1807 opera by E. T. A. Hoffmann

Liebe und Eifersucht (Love and Jealousy) is a Singspiel, an opera with spoken dialogue, in three acts by the German composer and author E. T. A. Hoffmann, composed in 1807 on his own libretto based on the translation by August Wilhelm Schlegel of a play by Calderón. The opera was first published by Schott in 1999, and premiered at the 2008 Ludwigsburger Schlossfestspiele.

== History ==
The author Ernst Theodor Amadeus Hoffmann was interested in music, wanted originally to become a musician, and added Amadeus to his names in honour of Mozart. He composed one successful opera in 1816, Undine, which became a major influence on the development of German Romantic opera. He wrote his own libretto for the earlier work Liebe und Eifersucht, based on August Wilhelm Schlegel's translation of a play by Pedro Calderón de la Barca, La banda y la flor (The Scarf and the Flower). Hoffmann composed the opera in 1807.

The opera was not performed in Hoffmann's lifetime. It was first published by Schott in 1999. and premiered at the Ludwigsburger Schlossfestspiele on 27 July 2008, at the Forum am Schlosspark in Ludwigsburg, in a coproduction with the Staatstheater am Gärtnerplatz in Munich, where it was first performed on 27 September that year. Michael Hofstetter, who staged a series of revivals of rarely played operas, conducted the Ludwigsburg Festival orchestra and singers from the Gärtnerplatztheater in performances and a recording. The first production in Switzerland was mounted in Zurich in 2016 by the Free Opera Company, with dialogues in more modern German and a reduced orchestra, conducted by Emmanuel Siffert.

### [Work request]
Quote from the text on Hoffmann's opera everything from "Liebe und Eifersucht (Love" down to "2008 Ludwigsburger Schlossfestspiele.".

### [Data extracts]
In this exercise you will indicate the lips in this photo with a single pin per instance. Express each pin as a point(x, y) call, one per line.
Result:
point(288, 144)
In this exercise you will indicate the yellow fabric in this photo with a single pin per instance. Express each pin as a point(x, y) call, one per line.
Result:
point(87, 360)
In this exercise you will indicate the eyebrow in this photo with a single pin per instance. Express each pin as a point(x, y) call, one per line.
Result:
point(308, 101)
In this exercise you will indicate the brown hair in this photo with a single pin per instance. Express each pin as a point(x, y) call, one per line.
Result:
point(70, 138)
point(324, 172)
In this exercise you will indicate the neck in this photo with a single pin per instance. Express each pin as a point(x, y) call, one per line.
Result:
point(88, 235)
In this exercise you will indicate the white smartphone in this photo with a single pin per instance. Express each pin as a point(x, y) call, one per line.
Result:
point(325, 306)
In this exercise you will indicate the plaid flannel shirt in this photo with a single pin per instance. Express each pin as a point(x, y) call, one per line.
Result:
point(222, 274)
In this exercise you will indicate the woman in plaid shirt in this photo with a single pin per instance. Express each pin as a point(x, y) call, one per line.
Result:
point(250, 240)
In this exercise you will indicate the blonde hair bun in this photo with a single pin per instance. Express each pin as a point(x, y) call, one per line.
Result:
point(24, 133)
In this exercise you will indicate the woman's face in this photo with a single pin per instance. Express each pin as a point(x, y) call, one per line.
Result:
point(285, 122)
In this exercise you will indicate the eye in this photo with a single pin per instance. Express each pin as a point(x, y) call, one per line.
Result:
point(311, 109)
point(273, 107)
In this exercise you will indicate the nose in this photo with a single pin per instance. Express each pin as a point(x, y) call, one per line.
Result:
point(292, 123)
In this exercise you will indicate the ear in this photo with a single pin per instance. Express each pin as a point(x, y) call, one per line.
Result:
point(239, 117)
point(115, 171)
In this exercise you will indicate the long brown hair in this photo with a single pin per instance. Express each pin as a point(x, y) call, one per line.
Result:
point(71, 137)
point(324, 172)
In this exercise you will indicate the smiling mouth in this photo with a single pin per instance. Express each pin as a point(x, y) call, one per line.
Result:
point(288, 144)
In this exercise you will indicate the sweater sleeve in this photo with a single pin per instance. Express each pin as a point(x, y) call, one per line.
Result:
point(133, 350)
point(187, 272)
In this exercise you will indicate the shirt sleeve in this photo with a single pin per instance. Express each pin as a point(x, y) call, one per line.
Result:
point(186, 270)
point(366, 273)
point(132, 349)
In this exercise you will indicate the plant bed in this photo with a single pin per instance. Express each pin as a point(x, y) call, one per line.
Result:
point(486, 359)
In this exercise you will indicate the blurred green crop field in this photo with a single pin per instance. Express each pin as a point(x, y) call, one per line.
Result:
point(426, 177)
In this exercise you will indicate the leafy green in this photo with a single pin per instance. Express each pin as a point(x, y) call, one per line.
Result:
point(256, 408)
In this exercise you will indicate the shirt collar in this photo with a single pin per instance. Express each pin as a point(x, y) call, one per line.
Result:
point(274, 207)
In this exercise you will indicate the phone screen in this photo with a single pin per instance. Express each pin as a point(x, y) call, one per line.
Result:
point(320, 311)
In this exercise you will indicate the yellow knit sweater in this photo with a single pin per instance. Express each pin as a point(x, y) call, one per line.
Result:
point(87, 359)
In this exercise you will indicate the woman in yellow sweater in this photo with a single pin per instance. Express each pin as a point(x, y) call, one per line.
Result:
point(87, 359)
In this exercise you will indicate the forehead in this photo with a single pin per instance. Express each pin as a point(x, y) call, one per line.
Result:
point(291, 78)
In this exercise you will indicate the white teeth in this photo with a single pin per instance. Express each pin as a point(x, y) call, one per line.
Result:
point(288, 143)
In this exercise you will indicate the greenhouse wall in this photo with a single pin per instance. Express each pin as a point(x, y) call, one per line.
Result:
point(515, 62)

...

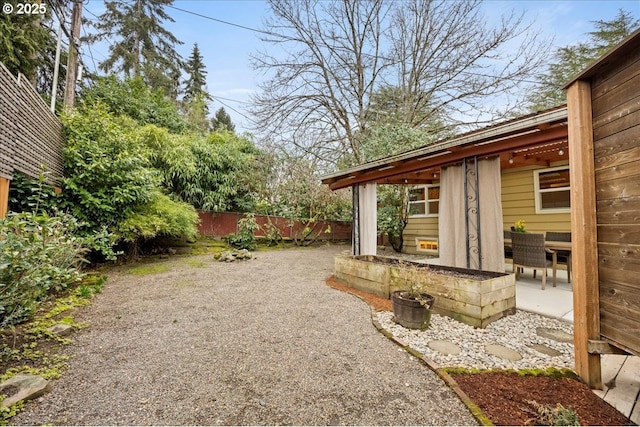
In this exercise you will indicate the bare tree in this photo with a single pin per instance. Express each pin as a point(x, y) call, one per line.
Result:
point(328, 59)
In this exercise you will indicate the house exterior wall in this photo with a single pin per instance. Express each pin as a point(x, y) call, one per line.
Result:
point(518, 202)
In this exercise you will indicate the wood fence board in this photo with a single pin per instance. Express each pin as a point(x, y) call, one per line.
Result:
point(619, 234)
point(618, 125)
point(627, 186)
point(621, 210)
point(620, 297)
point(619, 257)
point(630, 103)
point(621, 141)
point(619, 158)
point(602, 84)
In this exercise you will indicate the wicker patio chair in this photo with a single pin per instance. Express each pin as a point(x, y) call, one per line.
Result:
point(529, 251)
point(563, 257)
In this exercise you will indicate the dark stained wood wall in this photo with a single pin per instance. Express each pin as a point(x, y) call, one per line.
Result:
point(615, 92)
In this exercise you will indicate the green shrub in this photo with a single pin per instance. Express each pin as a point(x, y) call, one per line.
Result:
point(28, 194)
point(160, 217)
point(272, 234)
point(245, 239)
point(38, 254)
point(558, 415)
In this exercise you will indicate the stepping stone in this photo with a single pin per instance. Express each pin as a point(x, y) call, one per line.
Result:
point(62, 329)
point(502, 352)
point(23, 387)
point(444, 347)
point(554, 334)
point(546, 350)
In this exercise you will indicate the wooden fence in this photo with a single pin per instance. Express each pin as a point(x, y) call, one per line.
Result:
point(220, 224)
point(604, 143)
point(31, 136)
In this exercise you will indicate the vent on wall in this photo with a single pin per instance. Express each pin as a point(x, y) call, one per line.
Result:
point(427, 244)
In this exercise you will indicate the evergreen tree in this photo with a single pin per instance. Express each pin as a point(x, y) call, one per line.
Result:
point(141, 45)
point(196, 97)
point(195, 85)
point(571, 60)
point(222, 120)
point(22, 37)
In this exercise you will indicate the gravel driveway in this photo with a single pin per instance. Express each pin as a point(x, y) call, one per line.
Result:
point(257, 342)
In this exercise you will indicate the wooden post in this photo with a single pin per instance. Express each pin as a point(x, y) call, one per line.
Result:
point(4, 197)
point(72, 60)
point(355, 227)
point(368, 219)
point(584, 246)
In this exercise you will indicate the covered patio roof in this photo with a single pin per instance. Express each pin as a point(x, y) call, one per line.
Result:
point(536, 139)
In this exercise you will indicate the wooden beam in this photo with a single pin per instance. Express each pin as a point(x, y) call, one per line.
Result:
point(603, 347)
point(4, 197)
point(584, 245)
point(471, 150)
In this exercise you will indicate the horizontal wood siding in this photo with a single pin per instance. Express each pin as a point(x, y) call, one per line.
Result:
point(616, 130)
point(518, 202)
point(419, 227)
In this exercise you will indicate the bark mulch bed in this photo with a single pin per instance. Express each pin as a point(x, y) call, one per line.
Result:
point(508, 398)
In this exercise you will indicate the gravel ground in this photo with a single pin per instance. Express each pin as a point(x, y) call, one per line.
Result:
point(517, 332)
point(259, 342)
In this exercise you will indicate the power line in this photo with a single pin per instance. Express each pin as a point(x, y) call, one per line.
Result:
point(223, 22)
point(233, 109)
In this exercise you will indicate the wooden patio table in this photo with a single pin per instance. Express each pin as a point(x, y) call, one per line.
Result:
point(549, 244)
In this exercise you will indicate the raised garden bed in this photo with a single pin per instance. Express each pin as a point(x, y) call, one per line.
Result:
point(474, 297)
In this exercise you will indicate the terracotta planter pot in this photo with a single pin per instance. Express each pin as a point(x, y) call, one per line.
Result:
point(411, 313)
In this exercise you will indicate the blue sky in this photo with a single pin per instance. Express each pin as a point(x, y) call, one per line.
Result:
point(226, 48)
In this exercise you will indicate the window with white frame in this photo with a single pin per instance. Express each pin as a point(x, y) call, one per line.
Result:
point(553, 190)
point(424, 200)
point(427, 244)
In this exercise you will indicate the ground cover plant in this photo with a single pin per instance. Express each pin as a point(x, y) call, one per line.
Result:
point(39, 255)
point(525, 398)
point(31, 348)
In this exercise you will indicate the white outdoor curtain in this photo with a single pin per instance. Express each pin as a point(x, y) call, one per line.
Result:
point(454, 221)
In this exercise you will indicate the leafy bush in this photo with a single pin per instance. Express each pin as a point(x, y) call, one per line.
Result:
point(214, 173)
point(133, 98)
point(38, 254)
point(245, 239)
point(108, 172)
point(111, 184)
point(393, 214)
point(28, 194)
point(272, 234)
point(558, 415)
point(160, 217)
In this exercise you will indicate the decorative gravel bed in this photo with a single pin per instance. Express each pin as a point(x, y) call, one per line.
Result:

### [Response to this exercise]
Liebe und Eifersucht (Love and Jealousy) is a Singspiel, an opera with spoken dialogue, in three acts by the German composer and author E. T. A. Hoffmann, composed in 1807 on his own libretto based on the translation by August Wilhelm Schlegel of a play by Calderón. The opera was first published by Schott in 1999, and premiered at the 2008 Ludwigsburger Schlossfestspiele.